**Task prompt:**
Copy the records below character for character.

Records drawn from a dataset
+++

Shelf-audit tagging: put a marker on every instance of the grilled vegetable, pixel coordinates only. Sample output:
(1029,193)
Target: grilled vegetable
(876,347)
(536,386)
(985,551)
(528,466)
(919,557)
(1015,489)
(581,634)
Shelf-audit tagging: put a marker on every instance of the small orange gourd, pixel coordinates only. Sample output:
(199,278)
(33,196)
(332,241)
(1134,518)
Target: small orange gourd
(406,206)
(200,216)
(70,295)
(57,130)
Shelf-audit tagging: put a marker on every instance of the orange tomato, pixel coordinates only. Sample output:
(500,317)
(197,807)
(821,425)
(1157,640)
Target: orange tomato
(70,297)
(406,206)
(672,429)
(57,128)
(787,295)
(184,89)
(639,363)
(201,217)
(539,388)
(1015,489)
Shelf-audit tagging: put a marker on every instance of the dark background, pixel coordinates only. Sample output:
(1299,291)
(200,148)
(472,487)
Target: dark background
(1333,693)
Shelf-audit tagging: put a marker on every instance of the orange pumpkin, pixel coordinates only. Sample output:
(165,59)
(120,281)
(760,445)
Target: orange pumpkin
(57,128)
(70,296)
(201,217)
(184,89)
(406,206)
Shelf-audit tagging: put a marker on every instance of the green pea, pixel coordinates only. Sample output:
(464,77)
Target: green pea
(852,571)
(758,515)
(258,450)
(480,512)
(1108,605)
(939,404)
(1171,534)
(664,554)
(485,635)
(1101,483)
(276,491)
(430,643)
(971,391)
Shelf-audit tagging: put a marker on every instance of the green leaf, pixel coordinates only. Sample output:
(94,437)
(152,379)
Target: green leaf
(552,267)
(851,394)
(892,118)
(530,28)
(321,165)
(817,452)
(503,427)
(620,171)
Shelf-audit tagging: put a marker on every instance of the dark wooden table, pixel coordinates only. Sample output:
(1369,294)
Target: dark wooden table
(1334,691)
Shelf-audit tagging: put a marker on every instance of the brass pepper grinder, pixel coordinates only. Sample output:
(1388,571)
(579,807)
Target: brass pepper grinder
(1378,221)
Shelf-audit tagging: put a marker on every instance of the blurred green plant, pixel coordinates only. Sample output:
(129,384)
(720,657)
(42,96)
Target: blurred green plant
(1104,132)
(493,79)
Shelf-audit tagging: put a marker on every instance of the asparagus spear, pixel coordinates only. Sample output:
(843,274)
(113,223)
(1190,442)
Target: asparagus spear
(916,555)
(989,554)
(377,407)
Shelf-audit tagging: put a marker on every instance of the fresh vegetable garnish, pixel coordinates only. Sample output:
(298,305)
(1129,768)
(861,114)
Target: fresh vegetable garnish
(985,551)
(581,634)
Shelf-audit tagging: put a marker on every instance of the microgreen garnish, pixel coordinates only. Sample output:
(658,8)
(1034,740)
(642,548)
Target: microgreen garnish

+++

**Reply to the exercise:**
Shelf-audit tagging: put a marker on every instance of the grilled vegetable, pixel coordinates only. Sample output:
(1029,193)
Target: grilled vegetable
(876,347)
(536,386)
(985,551)
(528,466)
(919,557)
(1015,489)
(581,634)
Shelf-audit tagging: put a marker on every instance of the small orange gourd, pixel coordinates only. Sample output:
(199,278)
(33,196)
(332,241)
(1134,518)
Target: small orange gourd
(406,206)
(200,216)
(70,295)
(57,130)
Shelf-audit tagging: put a marker on every instance of the orange tomato, pixel coordinates only. Sample output:
(500,317)
(197,807)
(821,425)
(1157,640)
Target: orange tomato
(70,297)
(406,206)
(672,429)
(57,128)
(787,295)
(184,89)
(639,363)
(201,217)
(539,388)
(1015,489)
Shelf-audit tagging: put a marker on every instance of the dark background, pixel coordinates only. Sample output:
(1299,291)
(200,148)
(472,487)
Target: dark background
(1333,693)
Shelf-audit tagging: put a marker on every instance of the orange pumpkin, pixel coordinates only. Sample output:
(165,59)
(120,281)
(760,445)
Target: orange pumpkin
(57,128)
(70,296)
(201,217)
(184,89)
(406,206)
Shelf-audit tagging: put a marker on every instance of the green pea, pixel coordinates only. Sample output:
(464,77)
Target: green pea
(852,571)
(758,515)
(258,450)
(480,512)
(1108,605)
(939,404)
(1171,534)
(664,554)
(485,635)
(1101,483)
(276,491)
(430,643)
(971,391)
Shelf-audit tagging: put a marker on every instance of the green leaf, pixel coordinates only. Sample output:
(94,437)
(152,379)
Target: green leaf
(552,267)
(851,394)
(892,118)
(530,28)
(321,165)
(817,452)
(503,427)
(620,171)
Shelf-audit tagging: put a marker on every instance of the dark wooden table, pixel coordinates only. Sample output:
(1369,294)
Target: dark wooden table
(1334,691)
Shelf-audit tagging: put a marker on every instance of the brass pepper grinder, pixel coordinates only. Sample output:
(1388,571)
(579,807)
Target: brass pepper grinder
(1378,221)
Shelf-audit tagging: put a marker on every instance of the blurred green plant, pixel coordinates only. Sample output:
(129,384)
(720,657)
(42,96)
Target: blurred green plant
(1104,132)
(493,79)
Shelf-audit tagging: put a marker on every instance of the asparagus spear, pixel coordinates only. Sample output:
(843,274)
(113,223)
(1190,442)
Target: asparagus spear
(916,555)
(989,554)
(377,407)
Shelf-audit tagging: put a marker on every instance of the fresh vegetable garnish, pixel coordinates only. Sample output:
(298,305)
(1129,768)
(861,114)
Target: fresh vegetable garnish
(985,551)
(581,634)
Shelf-audit tagging: put a marker on every instance of the microgreen garnish, pixel coordinates only. Sample output:
(658,8)
(1034,740)
(642,548)
Target: microgreen garnish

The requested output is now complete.